§ **REQUIRED WORK**
The data follows this line. Copy verbatim the line with "Would you kindly pick out the rock" and each line after it to the end.

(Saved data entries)

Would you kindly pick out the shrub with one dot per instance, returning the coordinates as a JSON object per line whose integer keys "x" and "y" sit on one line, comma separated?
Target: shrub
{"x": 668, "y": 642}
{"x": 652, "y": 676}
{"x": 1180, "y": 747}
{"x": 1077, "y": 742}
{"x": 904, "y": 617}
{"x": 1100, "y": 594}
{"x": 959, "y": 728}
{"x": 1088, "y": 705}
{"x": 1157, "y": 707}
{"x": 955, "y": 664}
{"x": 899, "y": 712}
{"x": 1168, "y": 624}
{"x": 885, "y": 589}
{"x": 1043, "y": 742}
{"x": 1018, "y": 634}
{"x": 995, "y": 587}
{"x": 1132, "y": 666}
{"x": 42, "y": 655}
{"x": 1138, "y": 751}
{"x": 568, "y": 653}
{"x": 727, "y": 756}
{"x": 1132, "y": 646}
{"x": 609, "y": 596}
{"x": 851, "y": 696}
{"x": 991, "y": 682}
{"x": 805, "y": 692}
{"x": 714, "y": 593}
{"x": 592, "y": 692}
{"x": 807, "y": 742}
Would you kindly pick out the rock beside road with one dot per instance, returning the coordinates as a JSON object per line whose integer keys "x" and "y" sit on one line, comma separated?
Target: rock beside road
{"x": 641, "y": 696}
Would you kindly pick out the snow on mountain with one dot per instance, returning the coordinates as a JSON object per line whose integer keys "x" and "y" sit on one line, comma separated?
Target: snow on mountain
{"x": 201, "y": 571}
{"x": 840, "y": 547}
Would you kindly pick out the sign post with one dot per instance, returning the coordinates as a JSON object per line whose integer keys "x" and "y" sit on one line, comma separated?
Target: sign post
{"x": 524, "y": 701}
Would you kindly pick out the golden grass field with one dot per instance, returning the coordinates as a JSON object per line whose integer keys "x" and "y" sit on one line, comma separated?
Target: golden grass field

§ **TASK ANSWER**
Would you kindly pick out the rock beside road with one dot per instance, returning the coordinates as a JSON object per line whose integer keys "x" and "y" sit on one line, comma separated?
Target: rock beside road
{"x": 641, "y": 696}
Would you kindly pick out the snow on mountain with one dot per instance, returning the coordinates as a JSON object per line whose integer keys "x" and "y" sit on one line, comma separated?
Target: snow on mountain
{"x": 201, "y": 571}
{"x": 840, "y": 547}
Would you kindly pick out the sign post with one dot per instance, returning the coordinates as a JSON object per line whose integer keys "x" and "y" sit on one line, comma separated?
Target: sign post
{"x": 524, "y": 701}
Would you kindly pick out the golden grass field with one dot per instance, returning the coordinates as a JSON object per line whose integer keys "x" and "y" sit on one line, comma separated?
Target: golden grass field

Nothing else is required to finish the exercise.